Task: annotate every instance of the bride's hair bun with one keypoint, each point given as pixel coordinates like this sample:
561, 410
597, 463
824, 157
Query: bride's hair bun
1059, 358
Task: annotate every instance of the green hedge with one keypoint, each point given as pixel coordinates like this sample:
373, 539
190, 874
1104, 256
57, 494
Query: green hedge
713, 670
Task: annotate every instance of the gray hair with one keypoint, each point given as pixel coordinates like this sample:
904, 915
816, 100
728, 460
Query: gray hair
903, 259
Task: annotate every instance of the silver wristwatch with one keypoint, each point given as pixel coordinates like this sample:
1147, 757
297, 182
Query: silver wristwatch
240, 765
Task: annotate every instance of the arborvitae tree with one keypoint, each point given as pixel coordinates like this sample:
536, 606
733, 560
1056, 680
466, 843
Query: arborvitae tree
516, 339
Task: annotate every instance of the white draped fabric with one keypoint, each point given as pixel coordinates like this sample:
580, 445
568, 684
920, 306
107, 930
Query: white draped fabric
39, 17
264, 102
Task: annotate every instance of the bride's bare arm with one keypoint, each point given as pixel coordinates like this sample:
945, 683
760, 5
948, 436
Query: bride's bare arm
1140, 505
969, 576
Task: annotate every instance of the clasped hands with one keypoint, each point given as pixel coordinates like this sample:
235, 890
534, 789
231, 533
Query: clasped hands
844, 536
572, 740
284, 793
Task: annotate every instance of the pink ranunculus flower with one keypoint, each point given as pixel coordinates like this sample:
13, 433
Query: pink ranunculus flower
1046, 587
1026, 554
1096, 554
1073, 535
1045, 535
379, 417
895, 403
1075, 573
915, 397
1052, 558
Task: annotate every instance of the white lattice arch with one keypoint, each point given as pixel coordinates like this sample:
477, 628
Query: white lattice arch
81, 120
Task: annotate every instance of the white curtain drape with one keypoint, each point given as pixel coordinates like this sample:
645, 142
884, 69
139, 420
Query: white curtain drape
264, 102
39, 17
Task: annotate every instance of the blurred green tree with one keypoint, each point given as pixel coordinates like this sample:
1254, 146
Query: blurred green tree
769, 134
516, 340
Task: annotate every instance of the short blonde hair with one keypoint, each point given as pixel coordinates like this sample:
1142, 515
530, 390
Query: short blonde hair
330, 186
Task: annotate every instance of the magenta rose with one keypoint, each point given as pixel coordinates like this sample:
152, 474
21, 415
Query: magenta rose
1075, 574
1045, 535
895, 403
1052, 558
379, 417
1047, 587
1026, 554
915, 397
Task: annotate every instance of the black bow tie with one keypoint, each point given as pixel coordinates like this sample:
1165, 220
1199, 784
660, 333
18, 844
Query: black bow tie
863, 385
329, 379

....................

● What you have to do
Above are the records; retype them all without a single difference.

● Final result
Task: annotate every instance of the bride's hair bun with one keypoint, each point given as pixel coordinates like this sample:
561, 410
597, 463
824, 157
Query: bride's hair bun
1059, 358
Task: annotate every instance of the green hedge with one keypoint, each point given as pixel coordinates like this sample:
373, 539
190, 874
1104, 256
57, 494
Query: green hedge
713, 670
Task: annotate every instance of the gray hair with one keypoint, each point given as pixel coordinates like this sample:
904, 915
816, 100
728, 460
Query: gray hair
903, 259
Task: annotate every instance of the silver wristwatch with one keypoint, each point given as pixel coordinates like this sample:
1147, 757
297, 182
Query: silver wristwatch
240, 765
Task: annotate every instance of the arborvitae tree with one keypoint, each point given as pixel coordinates like this sample:
536, 606
733, 560
1056, 680
466, 843
Query: arborvitae tree
516, 339
Task: annotate every instance of the white draped fabric with one keypoint, each point given as pixel coordinates like this sample:
580, 445
568, 684
920, 306
107, 930
Query: white draped fabric
39, 17
264, 102
Task: annotate every instance of the bride's bare arm with one keypoint, each point given as pixel coordinates like this sample:
945, 683
760, 5
948, 436
Query: bride's bare arm
1140, 505
969, 576
Task: annotate every instance of the clasped hands with one keypoint, each point given as pixel coordinates like this sample:
235, 890
534, 789
231, 533
Query: clasped hands
844, 536
572, 740
284, 793
Task: annotate every instance of the pink ranunculus flower with one keypoint, each point given as pixel coordinates like this sample:
13, 433
Query: pink ranunculus flower
1046, 587
1026, 554
1096, 554
1073, 535
1045, 535
379, 417
895, 403
1075, 573
915, 397
1052, 558
Task: annotate every instance of the white lattice arch with one keypoint, each point given as pixel coordinates like this sample:
477, 628
Query: white lattice arch
81, 120
Task: annotate every instance of the white curtain drape with one keypoint, each point given as pixel coordinates like this sample:
645, 142
884, 69
139, 420
Query: white curtain drape
264, 102
39, 17
Task: annotate every instance of the blurred green tree with one keypoint, each point given as pixel coordinates like this sample:
1254, 146
Query: blurred green tree
769, 134
516, 340
Task: annotate every instance of the short blonde hair with one keypoint, each point given as pixel coordinates like this sample:
1142, 515
530, 390
Query: short blonde hair
330, 186
Task: annotate every instance of the magenta rose with one keypoint, each point given as pixel coordinates like this sample:
152, 474
21, 415
Query: magenta rose
1075, 574
1045, 535
895, 403
1052, 558
379, 417
1047, 587
1026, 554
915, 397
Task: annotate every instance of the black bow tie with one keypoint, each point given as pixel coordinates like this sample:
1165, 220
1199, 784
660, 333
18, 844
Query: black bow tie
863, 385
329, 379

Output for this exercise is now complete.